Transcribe everything in the data word for word. Pictures are left out.

- Provided material
START

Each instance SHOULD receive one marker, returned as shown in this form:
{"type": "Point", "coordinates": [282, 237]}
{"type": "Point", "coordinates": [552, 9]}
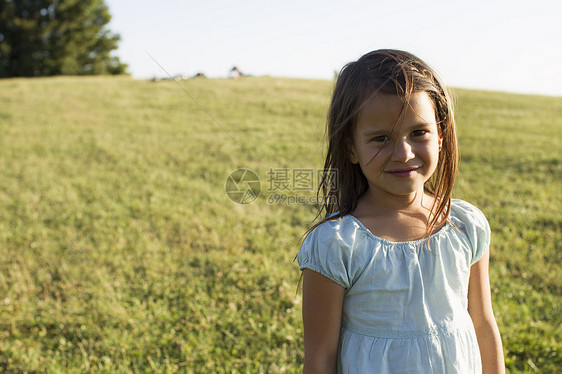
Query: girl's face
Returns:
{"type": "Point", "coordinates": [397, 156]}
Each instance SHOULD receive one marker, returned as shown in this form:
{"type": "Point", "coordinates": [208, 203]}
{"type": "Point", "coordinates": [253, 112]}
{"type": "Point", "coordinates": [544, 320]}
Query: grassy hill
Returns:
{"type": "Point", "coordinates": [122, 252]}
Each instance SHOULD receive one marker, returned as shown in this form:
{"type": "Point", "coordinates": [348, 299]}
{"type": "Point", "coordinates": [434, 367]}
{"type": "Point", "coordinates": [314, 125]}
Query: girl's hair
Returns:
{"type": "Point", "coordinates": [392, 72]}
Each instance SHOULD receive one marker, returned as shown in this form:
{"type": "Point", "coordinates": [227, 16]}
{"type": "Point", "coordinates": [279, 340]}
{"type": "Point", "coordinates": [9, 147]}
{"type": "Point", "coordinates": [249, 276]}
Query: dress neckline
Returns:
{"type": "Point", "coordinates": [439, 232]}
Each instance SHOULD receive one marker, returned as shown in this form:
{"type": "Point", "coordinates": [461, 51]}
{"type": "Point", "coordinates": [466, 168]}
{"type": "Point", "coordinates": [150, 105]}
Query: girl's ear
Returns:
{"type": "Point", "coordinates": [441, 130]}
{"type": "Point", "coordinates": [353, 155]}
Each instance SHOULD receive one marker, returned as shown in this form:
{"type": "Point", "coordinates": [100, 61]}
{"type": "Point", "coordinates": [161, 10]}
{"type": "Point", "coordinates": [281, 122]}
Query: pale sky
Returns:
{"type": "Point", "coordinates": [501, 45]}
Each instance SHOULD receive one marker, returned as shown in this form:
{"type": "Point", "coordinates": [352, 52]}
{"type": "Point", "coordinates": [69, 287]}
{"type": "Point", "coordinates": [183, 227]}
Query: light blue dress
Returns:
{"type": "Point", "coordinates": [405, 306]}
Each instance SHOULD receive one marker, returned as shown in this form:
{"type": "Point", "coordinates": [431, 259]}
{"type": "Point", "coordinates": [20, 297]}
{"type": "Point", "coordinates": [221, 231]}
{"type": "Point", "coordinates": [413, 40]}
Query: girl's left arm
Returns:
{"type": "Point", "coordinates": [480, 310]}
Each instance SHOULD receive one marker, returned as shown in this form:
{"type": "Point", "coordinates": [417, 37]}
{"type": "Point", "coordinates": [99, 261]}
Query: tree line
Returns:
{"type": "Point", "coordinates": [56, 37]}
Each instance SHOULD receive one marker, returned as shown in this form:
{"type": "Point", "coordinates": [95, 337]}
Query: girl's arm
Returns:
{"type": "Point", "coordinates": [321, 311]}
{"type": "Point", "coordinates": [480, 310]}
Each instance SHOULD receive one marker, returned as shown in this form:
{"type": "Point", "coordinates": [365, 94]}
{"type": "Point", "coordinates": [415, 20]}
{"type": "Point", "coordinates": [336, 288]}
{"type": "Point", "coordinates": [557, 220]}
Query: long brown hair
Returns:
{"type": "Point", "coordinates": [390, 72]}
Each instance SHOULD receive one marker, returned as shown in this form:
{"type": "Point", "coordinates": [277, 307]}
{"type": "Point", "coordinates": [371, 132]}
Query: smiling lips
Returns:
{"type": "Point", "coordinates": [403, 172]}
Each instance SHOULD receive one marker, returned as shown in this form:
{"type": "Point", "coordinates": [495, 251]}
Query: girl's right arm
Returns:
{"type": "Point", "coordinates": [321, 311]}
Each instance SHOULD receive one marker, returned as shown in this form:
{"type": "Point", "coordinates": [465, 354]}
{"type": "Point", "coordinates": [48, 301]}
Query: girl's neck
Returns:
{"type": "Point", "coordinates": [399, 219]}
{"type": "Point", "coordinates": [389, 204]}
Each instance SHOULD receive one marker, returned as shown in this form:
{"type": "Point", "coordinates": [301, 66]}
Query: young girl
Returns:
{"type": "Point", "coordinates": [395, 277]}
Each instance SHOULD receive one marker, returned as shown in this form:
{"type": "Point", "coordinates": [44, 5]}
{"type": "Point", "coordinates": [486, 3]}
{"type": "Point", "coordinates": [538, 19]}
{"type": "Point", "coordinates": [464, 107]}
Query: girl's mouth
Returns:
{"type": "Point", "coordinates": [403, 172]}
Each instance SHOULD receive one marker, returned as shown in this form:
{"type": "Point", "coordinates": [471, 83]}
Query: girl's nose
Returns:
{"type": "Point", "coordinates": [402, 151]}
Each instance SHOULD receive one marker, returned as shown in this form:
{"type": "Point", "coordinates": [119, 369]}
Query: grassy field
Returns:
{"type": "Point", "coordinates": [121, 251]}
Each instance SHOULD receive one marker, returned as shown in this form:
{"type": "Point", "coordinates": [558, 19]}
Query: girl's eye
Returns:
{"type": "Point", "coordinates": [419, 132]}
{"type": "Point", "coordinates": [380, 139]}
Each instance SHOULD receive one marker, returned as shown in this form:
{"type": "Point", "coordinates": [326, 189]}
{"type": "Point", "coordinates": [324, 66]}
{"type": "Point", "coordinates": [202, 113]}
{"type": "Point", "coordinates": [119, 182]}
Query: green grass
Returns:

END

- Result
Each instance SHOULD receive one marker, returned as shown in this form:
{"type": "Point", "coordinates": [282, 237]}
{"type": "Point", "coordinates": [552, 9]}
Query: girl's face
Returns:
{"type": "Point", "coordinates": [397, 156]}
Each instance SHOULD receive one marker, returned as shown in this form:
{"type": "Point", "coordinates": [208, 203]}
{"type": "Point", "coordinates": [253, 112]}
{"type": "Point", "coordinates": [544, 320]}
Query: grassy hill
Returns:
{"type": "Point", "coordinates": [122, 252]}
Each instance SHOULD receive one marker, returned as shown in this form:
{"type": "Point", "coordinates": [348, 299]}
{"type": "Point", "coordinates": [434, 367]}
{"type": "Point", "coordinates": [314, 125]}
Query: girl's hair
Returns:
{"type": "Point", "coordinates": [392, 72]}
Each instance SHOULD receive one marker, returned as shown in this form:
{"type": "Point", "coordinates": [227, 16]}
{"type": "Point", "coordinates": [279, 340]}
{"type": "Point", "coordinates": [9, 147]}
{"type": "Point", "coordinates": [249, 276]}
Query: dress neckline
Returns:
{"type": "Point", "coordinates": [439, 232]}
Each instance SHOULD receive one marker, returned as shown in this form:
{"type": "Point", "coordinates": [461, 51]}
{"type": "Point", "coordinates": [466, 168]}
{"type": "Point", "coordinates": [150, 105]}
Query: girl's ear
Returns:
{"type": "Point", "coordinates": [441, 130]}
{"type": "Point", "coordinates": [353, 155]}
Each instance SHOULD receive one marker, returned as shown in this form:
{"type": "Point", "coordinates": [100, 61]}
{"type": "Point", "coordinates": [161, 10]}
{"type": "Point", "coordinates": [281, 122]}
Query: pale sky
Returns:
{"type": "Point", "coordinates": [501, 45]}
Each instance SHOULD receive one marker, returned as shown in this form:
{"type": "Point", "coordinates": [352, 52]}
{"type": "Point", "coordinates": [69, 287]}
{"type": "Point", "coordinates": [183, 227]}
Query: light blue dress
Returns:
{"type": "Point", "coordinates": [405, 306]}
Each instance SHOULD receive one marker, returned as shown in this form:
{"type": "Point", "coordinates": [431, 259]}
{"type": "Point", "coordinates": [20, 297]}
{"type": "Point", "coordinates": [221, 231]}
{"type": "Point", "coordinates": [413, 40]}
Query: girl's left arm
Returns:
{"type": "Point", "coordinates": [480, 310]}
Each instance SHOULD receive one marker, returned as shown in this form:
{"type": "Point", "coordinates": [417, 37]}
{"type": "Point", "coordinates": [99, 261]}
Query: tree line
Returns:
{"type": "Point", "coordinates": [56, 37]}
Each instance SHOULD receive one marker, returned as shown in this form:
{"type": "Point", "coordinates": [95, 337]}
Query: girl's arm
Returns:
{"type": "Point", "coordinates": [321, 311]}
{"type": "Point", "coordinates": [480, 310]}
Each instance SHOULD receive one marker, returned as shown in this form:
{"type": "Point", "coordinates": [365, 94]}
{"type": "Point", "coordinates": [415, 20]}
{"type": "Point", "coordinates": [336, 288]}
{"type": "Point", "coordinates": [557, 220]}
Query: long brown hair
Returns:
{"type": "Point", "coordinates": [390, 72]}
Each instance SHOULD receive one marker, returned as shown in this form:
{"type": "Point", "coordinates": [277, 307]}
{"type": "Point", "coordinates": [371, 132]}
Query: smiling lips
Returns:
{"type": "Point", "coordinates": [403, 172]}
Each instance SHOULD receive one marker, returned as shown in this form:
{"type": "Point", "coordinates": [495, 251]}
Query: girl's right arm
Returns:
{"type": "Point", "coordinates": [321, 311]}
Each instance SHOULD receive one marker, returned as shown in this form:
{"type": "Point", "coordinates": [465, 354]}
{"type": "Point", "coordinates": [48, 301]}
Query: girl's neck
Returns:
{"type": "Point", "coordinates": [399, 219]}
{"type": "Point", "coordinates": [389, 204]}
Each instance SHOULD receive one marker, returned as shown in this form:
{"type": "Point", "coordinates": [301, 66]}
Query: young girl
Returns:
{"type": "Point", "coordinates": [395, 277]}
Each instance SHOULD receive one marker, returned as shown in this form:
{"type": "Point", "coordinates": [44, 5]}
{"type": "Point", "coordinates": [486, 3]}
{"type": "Point", "coordinates": [538, 19]}
{"type": "Point", "coordinates": [464, 107]}
Query: girl's mouth
Returns:
{"type": "Point", "coordinates": [403, 172]}
Each instance SHOULD receive one marker, returned as shown in this form:
{"type": "Point", "coordinates": [471, 83]}
Query: girl's nose
Returns:
{"type": "Point", "coordinates": [402, 151]}
Each instance SHOULD receive one marker, returned as shown in this form:
{"type": "Point", "coordinates": [119, 369]}
Query: grassy field
Returns:
{"type": "Point", "coordinates": [121, 251]}
Each instance SHOULD receive one marker, returned as shown in this form:
{"type": "Point", "coordinates": [558, 19]}
Query: girl's eye
Returns:
{"type": "Point", "coordinates": [419, 132]}
{"type": "Point", "coordinates": [380, 139]}
Each instance SHOULD receive one marker, returned as shown in this form:
{"type": "Point", "coordinates": [326, 189]}
{"type": "Point", "coordinates": [324, 66]}
{"type": "Point", "coordinates": [202, 113]}
{"type": "Point", "coordinates": [119, 182]}
Query: green grass
Returns:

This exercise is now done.